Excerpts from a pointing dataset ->
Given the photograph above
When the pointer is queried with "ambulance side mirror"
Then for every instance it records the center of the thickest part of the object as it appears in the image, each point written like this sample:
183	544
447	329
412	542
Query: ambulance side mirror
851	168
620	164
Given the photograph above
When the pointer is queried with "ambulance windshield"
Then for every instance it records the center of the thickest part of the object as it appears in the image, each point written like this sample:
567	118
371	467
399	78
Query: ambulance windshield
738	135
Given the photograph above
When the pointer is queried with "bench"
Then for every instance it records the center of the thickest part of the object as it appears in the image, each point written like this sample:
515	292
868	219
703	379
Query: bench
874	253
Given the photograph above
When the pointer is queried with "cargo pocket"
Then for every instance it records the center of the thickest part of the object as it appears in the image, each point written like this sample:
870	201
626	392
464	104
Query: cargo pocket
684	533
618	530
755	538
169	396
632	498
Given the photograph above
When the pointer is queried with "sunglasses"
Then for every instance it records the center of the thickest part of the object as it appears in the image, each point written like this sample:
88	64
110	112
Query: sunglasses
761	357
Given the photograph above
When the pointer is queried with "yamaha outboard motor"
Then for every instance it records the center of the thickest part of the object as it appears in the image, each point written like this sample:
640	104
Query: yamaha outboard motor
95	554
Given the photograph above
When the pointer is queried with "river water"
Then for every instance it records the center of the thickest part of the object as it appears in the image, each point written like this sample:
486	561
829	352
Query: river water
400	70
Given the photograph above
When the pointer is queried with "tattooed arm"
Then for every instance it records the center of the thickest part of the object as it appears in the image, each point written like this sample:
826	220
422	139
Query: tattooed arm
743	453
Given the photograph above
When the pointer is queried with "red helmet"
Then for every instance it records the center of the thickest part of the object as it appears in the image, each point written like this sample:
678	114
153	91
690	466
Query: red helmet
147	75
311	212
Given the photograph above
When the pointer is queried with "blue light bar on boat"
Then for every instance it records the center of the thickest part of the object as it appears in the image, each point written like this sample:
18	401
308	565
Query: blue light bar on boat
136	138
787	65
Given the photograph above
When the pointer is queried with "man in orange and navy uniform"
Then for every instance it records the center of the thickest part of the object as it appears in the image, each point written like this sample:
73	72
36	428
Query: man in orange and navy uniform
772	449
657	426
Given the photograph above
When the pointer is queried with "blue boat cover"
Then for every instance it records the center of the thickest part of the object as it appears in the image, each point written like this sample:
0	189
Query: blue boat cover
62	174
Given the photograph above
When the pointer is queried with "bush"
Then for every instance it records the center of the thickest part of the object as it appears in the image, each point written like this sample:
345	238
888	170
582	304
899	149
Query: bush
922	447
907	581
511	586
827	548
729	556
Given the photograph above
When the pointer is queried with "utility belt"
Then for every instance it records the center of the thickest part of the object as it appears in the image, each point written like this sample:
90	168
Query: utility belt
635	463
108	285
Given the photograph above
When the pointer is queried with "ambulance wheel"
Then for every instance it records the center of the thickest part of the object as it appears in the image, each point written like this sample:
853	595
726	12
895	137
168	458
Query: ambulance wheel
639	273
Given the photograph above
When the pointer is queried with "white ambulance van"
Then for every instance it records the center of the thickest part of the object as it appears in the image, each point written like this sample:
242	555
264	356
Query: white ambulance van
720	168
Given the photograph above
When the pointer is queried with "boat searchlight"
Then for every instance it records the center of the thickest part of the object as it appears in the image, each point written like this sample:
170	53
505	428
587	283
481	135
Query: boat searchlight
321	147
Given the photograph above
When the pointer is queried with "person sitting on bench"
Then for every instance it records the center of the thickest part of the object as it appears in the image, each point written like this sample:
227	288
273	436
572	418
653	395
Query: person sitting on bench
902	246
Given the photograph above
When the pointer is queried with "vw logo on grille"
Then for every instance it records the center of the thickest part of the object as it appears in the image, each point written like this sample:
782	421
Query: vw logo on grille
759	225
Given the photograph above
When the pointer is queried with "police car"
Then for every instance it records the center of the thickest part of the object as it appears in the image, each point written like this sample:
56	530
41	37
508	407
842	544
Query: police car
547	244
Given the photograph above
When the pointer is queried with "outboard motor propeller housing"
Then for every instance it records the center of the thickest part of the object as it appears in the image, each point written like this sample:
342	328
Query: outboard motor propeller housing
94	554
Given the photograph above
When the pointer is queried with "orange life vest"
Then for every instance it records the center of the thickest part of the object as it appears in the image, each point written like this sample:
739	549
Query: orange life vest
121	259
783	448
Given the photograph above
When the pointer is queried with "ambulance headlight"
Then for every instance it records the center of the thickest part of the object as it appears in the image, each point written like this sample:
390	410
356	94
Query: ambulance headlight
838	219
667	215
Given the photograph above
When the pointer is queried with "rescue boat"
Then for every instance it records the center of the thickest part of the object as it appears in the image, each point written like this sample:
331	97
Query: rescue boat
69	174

Objective ->
Show every line of the listing above that contains the word "tattooed", matching case exactly.

Exercise response ->
When the pointer is queried with "tattooed arm"
Query: tattooed arm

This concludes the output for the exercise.